◆ Data for processing ◆

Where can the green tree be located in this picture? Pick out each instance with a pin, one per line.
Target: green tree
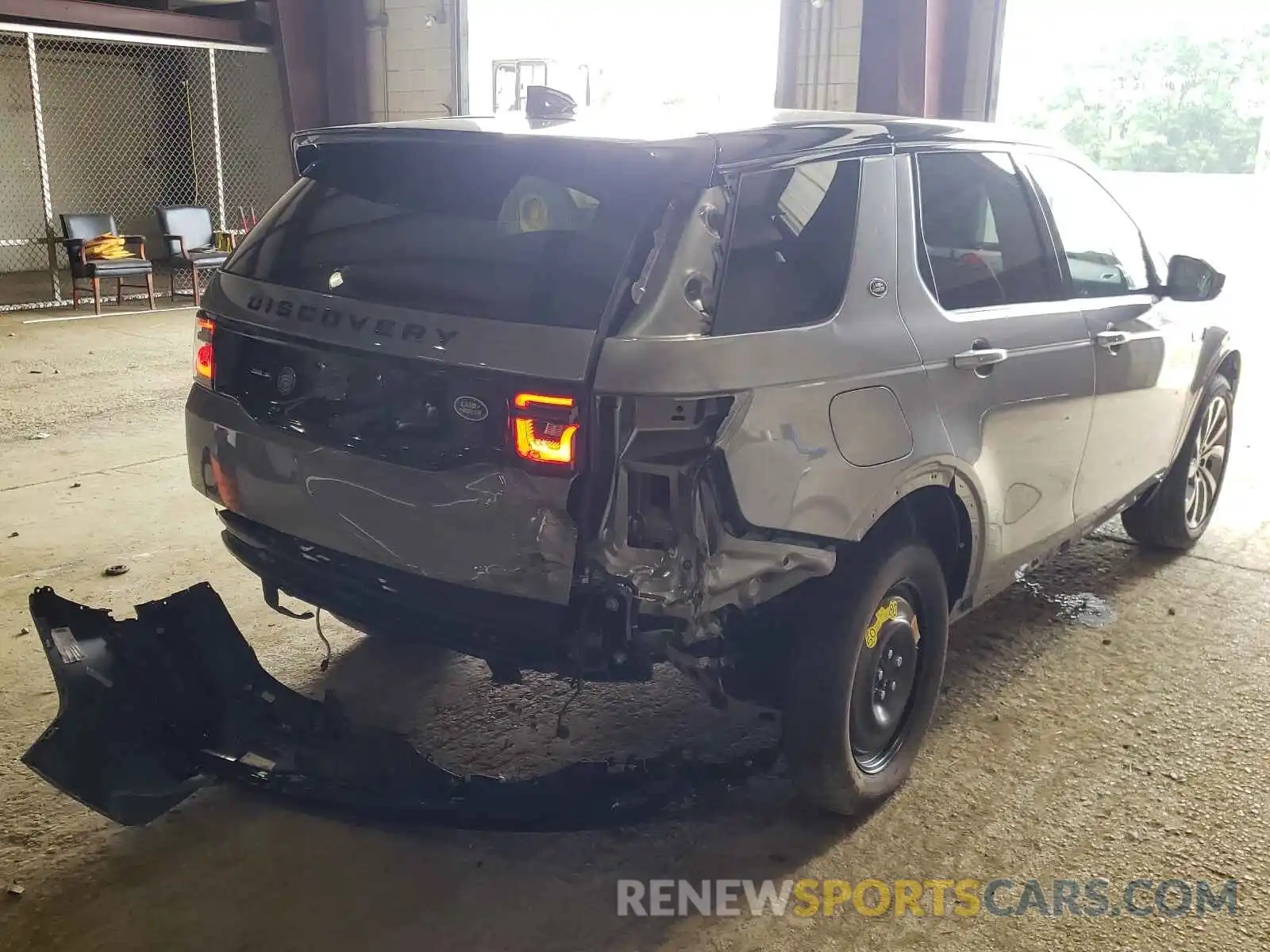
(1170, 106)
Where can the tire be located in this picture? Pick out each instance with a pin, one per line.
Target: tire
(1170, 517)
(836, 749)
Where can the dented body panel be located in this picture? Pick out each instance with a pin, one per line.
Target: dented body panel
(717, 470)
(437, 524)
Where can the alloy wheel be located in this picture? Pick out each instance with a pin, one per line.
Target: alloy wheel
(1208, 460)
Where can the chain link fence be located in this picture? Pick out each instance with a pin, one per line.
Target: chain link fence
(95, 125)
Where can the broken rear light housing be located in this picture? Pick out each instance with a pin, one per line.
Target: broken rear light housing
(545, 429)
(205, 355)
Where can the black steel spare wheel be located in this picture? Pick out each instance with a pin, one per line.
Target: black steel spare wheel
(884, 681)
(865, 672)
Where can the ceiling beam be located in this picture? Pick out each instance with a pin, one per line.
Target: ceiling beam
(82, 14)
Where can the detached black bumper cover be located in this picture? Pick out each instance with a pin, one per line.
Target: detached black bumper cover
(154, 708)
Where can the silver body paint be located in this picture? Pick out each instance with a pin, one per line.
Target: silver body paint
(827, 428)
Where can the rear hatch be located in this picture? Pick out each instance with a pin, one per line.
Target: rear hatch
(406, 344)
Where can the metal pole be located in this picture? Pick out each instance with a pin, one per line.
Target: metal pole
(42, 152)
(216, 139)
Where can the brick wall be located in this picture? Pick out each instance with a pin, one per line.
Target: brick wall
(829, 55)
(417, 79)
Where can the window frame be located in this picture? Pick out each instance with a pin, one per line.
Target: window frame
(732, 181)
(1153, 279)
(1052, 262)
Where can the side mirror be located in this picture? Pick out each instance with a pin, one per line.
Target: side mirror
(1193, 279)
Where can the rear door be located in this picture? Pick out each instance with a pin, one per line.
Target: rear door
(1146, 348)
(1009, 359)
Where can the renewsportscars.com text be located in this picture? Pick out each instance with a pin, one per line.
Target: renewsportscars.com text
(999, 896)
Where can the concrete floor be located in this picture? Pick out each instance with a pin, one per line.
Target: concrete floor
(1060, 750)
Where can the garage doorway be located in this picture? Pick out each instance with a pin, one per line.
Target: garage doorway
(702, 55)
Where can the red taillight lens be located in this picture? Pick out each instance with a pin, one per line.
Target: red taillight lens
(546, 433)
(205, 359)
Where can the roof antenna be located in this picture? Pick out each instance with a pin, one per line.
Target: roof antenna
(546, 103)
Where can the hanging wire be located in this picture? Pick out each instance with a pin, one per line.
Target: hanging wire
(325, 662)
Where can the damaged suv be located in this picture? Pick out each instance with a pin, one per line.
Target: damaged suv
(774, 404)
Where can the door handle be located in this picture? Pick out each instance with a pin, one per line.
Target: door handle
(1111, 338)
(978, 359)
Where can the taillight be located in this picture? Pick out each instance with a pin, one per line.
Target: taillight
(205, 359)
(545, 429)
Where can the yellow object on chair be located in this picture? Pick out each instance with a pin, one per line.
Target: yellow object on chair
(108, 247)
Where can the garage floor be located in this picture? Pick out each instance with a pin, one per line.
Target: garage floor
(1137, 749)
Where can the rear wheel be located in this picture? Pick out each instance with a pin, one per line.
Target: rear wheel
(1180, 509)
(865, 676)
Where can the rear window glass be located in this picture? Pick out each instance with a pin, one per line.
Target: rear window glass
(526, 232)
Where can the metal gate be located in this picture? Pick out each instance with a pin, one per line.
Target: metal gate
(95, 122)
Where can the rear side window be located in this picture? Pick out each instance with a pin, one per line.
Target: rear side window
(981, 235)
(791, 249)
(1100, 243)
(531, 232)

◆ To do ◆
Repeat, word for word, every line from the line that contains "Where can the yellow" to the end of the entries; include both of those lines and no others.

◆ Result below ◆
Where can the yellow object on chair be located in this picture? Pick out each instance with a pin, one per line.
Target: yellow object on chair
(108, 247)
Where can the garage floor be located in this picture? Pick out each instance with a pin, one per line.
Target: garage floor
(1137, 749)
Where can the rear wheel be located in this picture? Pick out each instance with a pin, one per line.
Target: rear wheel
(1180, 509)
(865, 676)
Where can the rear window glass be located in this picture? Pick out each instance with a pin, one per line.
Target: rear window glass
(526, 232)
Where can the metal gate be located in this picture? Pick out each instance with a pin, one per line.
Target: metal gate
(95, 122)
Where can the rear side window be located in this picture? Pick out each instance with a pin, one per line.
Target: rear side window
(981, 235)
(791, 249)
(1100, 243)
(531, 232)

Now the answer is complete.